[Selected text]
──────

Several scientists and non-governmental organisations have asked the Food Safety and Standards Authority of India (FSSAI) to scrap its plans to make synthetic or chemical fortification of foods mandatory.

“A major problem with the chemical fortification of foods, said the letter, is that nutrients don’t work in isolation but need each other for optimal absorption,” they said in a letter to the Food Safety and Standards Authority of India.

Adding one or two synthetic chemical vitamins and minerals will not solve the larger problem, and in under-nourished population can lead to toxicity, including gut inflammation, they contended.

They said any such forced move could lead to irreversible health problems and could impact small and informal players in the market. Besides shifting opportunities in favour of large players, the move could promote monocultures in diets and reliance on packaged foods.

Signatories included medical experts, nutritionists, agricultural scientists, farmers’ organisations, academics, civil society organisations and concerned citizens from across the country.

Draft regulations

“The FSSAI issued draft regulations on mandatory fortification of edible oil and milk with Vitamin A and D. It has also announced intentions to make rice fortification mandatory with Vitamin B12, Iron, and Folic Acid starting 2024,” the Alliance for Sustainable and Holistic Agriculture (ASHA-Kisan Swaraj) has said.

The Government recently started a three-year pilot scheme on rice fortification and supply through public distribution system in 15 districts across the country.

The FSSAI had asserted that that it saw fortification only as a complementary strategy to diverse diets. “Activists point out that FSSAI’s intentions are questionable since it cited industry-funded studies to justify fortification on a national scale, wilfully ignoring conflict of interest since those very entities stand most to profit from such a policy,” ASHA said.

“If FSSAI really saw fortification as a complementary strategy, then why is fortification mandatory while dietary diversity and other holistic approaches to malnutrition are optional, ASHA and other organisations wondered.

The key problem is calorie and especially protein inadequacy as a result of monotonous cereal-based diets along with low consumption of vegetables and animal protein, they argued.

Inconclusive evidence

“Evidence supporting fortification is inconclusive and certainly not adequate before major national policies are rolled out,” Veena Shatrugna, former Deputy Director of National Institute of Nutrition, said.

──────

[Available data]
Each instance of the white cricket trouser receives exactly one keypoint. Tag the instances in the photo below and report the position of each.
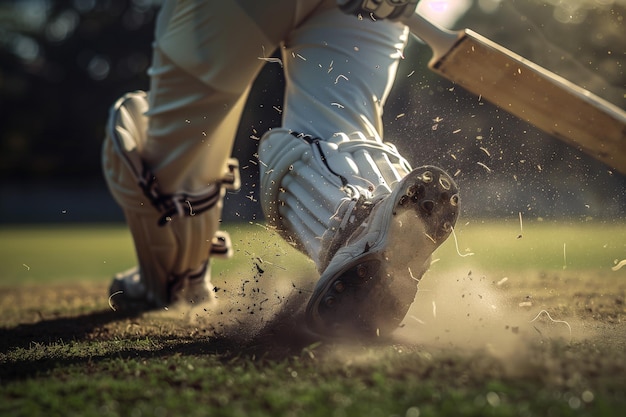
(206, 54)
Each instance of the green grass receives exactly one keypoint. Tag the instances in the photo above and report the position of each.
(94, 253)
(64, 352)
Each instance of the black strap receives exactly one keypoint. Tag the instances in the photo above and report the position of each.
(316, 142)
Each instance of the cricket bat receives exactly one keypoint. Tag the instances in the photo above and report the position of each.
(526, 90)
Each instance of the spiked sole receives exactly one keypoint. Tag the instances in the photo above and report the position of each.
(372, 280)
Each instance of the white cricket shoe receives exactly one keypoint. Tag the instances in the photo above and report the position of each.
(371, 280)
(128, 292)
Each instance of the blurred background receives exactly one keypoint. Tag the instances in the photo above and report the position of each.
(63, 63)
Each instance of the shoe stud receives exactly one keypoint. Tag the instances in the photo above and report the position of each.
(361, 271)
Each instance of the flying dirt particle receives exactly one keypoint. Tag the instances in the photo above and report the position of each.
(554, 321)
(484, 166)
(502, 281)
(619, 265)
(111, 297)
(456, 243)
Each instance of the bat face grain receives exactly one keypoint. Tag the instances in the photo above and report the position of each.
(528, 91)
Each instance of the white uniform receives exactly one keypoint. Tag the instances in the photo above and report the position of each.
(339, 70)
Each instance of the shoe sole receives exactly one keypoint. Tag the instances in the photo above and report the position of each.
(370, 283)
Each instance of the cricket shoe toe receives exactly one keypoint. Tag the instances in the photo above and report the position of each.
(127, 292)
(371, 281)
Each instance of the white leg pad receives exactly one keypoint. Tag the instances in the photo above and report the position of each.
(174, 234)
(311, 186)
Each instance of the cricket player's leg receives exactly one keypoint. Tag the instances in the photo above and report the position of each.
(166, 155)
(338, 191)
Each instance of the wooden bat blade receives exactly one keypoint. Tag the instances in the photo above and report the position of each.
(530, 92)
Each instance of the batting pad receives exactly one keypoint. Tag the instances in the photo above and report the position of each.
(310, 186)
(174, 234)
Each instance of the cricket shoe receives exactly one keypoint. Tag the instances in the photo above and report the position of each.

──────

[To do]
- a) Return the portion of the fortification article between "The key problem" and "protein, they argued.", inclusive, copied word for word.
- b) Using the fortification article, decide whether each statement agrees with it, answering yes or no and quoting the words that settle it: (i) The government's pilot scheme on rice fortification covers 15 districts. (ii) The FSSAI's draft regulations call for fortifying edible oil and milk with Vitamin B12. (iii) Farmers' organisations were among the signatories.
- c) According to the fortification article, starting in what year does the FSSAI intend to make rice fortification mandatory?

[Set of answers]
- a)
The key problem is calorie and especially protein inadequacy as a result of monotonous cereal-based diets along with low consumption of vegetables and animal protein, they argued.

- b)
(i) Yes: "a three-year pilot scheme on rice fortification and supply through public distribution system in 15 districts across the country."
(ii) No: "draft regulations on mandatory fortification of edible oil and milk with Vitamin A and D."
(iii) Yes: "Signatories included medical experts, nutritionists, agricultural scientists, farmers’ organisations."

- c) 2024